*Selected extract:*
------------------------
BUG() calls are architecture specific.  If no override is provided,
the default appears to panic ("crash") the kernel:

 /*
  * Don't use BUG() or BUG_ON() unless there's really no way out; one
  * example might be detecting data structure corruption in the middle
  * of an operation that can't be backed out of.  If the (sub)system
  * can somehow continue operating, perhaps with reduced functionality,
  * it's probably not BUG-worthy.
  *
  * If you're tempted to BUG(), think again:  is completely giving up
  * really the *only* solution?  There are usually better options, where
  * users don't need to reboot ASAP and can mostly shut down cleanly.
  */
 #ifndef HAVE_ARCH_BUG
 #define BUG() do { \
         printk("BUG: failure at %s:%d/%s()!\n", __FILE__, __LINE__, __func__); \
         barrier_before_unreachable(); \
         panic("BUG!"); \
 } while (0)
 #endif

The kernel I tested with panics and reboots:

 Kernel panic - not syncing: Fatal exception

Here are the BUG related kernel configs I have set:

 CONFIG_BUG=y                          
 CONFIG_GENERIC_BUG=y                  
 CONFIG_GENERIC_BUG_RELATIVE_POINTERS=y
 # CONFIG_INPUT_EVBUG is not set       
 CONFIG_BUG_ON_DATA_CORRUPTION=y       

Not seeing a "CONFIG_PANIC_ON_BUG" equivalent.  What is missing?

Unless of course you mean disabling BUG support entirely.  In which
case, this is strongly advised against in the help section and I'm not
sure of many development or production kernels that do this.

 config BUG
        bool "BUG() support" if EXPERT
        default y
        help
          Disabling this option eliminates support for BUG and WARN, reducing
          the size of your kernel image and potentially quietly ignoring
          numerous fatal conditions. You should only consider disabling this
          option for embedded systems with no facilities for reporting errors.
          Just say Y.

I've always been under the impression that a BUG() call should never
be triggerable from userspace.  However, I'm always happy to be
incorrect and subsequently reeducated.

In other words ...

Is this a valid issue that you want me to report (in a different way):

> Start again, write a good bug report in a new thread.

Or is this expected behaviour and therefore not a concern:

> > > The BUG report came from page_buffers failing to find any buffer heads
> > > attached to the page.
------------------------
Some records
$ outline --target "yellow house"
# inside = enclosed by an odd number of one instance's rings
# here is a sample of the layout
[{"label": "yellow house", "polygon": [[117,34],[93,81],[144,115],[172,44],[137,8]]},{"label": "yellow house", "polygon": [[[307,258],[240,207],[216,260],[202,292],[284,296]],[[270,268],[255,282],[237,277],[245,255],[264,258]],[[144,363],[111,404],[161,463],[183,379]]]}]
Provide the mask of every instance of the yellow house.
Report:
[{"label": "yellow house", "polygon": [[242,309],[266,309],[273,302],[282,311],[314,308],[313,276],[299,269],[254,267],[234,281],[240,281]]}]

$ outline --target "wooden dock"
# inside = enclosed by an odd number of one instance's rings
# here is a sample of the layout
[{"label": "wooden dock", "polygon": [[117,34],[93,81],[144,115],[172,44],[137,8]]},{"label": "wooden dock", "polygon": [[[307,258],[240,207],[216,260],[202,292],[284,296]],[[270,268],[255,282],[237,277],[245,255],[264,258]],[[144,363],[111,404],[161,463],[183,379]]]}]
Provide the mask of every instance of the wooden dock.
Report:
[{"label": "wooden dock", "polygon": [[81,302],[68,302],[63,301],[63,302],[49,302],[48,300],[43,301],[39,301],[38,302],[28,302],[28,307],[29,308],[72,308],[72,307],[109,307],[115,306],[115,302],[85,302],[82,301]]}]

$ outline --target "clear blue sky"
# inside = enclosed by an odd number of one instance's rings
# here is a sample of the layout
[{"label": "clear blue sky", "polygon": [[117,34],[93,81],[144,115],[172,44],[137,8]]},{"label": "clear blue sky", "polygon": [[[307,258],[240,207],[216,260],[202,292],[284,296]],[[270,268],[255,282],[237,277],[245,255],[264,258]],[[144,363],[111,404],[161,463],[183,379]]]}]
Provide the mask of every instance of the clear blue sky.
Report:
------------------------
*Short exercise:*
According to the help text quoted in the BUG() discussion above, which systems are the only ones for which disabling the BUG option should be considered?

*Response to the task:*
Embedded systems with no facilities for reporting errors.